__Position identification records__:

○ ○ ○ ○ ○

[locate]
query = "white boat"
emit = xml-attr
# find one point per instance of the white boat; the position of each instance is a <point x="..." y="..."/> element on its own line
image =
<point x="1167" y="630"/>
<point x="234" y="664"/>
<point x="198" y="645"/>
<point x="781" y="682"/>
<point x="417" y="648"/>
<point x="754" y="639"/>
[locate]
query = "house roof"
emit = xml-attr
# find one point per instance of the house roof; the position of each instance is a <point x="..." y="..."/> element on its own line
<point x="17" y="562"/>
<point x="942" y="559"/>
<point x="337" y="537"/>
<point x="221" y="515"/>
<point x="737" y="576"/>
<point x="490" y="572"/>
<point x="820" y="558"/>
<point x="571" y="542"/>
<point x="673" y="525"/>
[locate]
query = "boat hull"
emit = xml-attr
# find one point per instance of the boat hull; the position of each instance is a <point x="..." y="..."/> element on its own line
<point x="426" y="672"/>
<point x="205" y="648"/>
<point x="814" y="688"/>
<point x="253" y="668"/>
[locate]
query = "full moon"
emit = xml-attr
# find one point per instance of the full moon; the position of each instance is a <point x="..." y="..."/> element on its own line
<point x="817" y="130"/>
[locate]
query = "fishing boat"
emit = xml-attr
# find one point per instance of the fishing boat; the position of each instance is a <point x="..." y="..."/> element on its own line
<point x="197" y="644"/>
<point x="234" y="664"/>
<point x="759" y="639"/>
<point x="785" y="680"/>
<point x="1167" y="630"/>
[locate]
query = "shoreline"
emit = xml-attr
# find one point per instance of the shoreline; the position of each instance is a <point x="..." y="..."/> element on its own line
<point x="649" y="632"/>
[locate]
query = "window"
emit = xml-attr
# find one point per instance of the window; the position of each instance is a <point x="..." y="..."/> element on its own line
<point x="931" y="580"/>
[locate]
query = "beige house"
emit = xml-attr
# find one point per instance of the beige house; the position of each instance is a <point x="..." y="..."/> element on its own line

○ ○ ○ ○ ○

Find each line in the rows above that contains the string "roof", matching case exactly, and copy those lines.

__Answer to this problem__:
query = "house roof"
# find one point per instance of the house roof; the position of each instance is a <point x="..." y="..."/> element on its own line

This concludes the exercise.